§ **Stated task**:
In the records, swap "mountain range" for "mountain ridge" in the lines that run from the one containing "of the mountain" through the one containing "Target: mountain range". Give back only those lines, with nothing else changed.

§ **Data section**:
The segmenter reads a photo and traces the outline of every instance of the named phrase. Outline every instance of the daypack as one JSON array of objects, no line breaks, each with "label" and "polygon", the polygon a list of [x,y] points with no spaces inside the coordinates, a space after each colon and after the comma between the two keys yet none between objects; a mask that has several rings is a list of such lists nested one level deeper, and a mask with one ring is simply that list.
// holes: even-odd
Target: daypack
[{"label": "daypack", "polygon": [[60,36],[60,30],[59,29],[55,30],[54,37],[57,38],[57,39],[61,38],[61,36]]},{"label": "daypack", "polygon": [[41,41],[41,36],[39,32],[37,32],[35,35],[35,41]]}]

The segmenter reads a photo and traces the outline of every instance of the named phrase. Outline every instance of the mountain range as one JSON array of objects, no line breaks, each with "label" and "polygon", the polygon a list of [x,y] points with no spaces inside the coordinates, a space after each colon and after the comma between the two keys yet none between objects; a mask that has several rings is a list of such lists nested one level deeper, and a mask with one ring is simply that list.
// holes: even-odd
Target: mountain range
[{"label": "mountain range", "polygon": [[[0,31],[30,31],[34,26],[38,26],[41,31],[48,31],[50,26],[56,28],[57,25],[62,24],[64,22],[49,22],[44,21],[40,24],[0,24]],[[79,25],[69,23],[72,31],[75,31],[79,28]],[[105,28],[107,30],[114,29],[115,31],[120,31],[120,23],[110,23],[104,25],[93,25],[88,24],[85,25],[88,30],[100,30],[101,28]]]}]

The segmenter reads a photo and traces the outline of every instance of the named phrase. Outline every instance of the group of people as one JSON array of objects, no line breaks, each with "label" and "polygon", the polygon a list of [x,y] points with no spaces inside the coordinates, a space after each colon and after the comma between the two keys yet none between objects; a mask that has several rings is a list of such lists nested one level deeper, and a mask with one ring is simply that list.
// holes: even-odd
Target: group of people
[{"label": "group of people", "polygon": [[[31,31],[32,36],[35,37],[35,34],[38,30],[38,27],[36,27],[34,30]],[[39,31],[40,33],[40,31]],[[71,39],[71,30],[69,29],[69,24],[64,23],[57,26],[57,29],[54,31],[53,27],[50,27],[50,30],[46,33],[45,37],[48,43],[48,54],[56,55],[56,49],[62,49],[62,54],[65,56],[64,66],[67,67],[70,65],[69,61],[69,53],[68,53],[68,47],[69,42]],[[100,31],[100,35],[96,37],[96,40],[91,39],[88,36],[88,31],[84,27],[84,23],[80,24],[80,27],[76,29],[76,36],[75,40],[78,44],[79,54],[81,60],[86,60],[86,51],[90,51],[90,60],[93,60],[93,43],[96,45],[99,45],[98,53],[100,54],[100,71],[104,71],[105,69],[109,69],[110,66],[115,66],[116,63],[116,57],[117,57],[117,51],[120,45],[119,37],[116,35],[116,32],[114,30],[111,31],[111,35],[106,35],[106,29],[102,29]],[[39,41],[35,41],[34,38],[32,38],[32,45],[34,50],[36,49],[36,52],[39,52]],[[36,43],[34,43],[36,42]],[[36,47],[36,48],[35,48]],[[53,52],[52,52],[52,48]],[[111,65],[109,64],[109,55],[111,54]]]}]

§ **The reply**:
The segmenter reads a photo and traces the outline of every instance of the named phrase. Outline every instance of the mountain ridge as one JSON array of objects, no line breaks, each with "label" and "polygon", the polygon a list of [x,y] points with no spaces inside the coordinates, a space after each colon and after the comma between the two keys yet none between objects; a mask that has several rings is a list of such lists nested one level deeper, and a mask with one ring is simply that list.
// holes: even-odd
Target: mountain ridge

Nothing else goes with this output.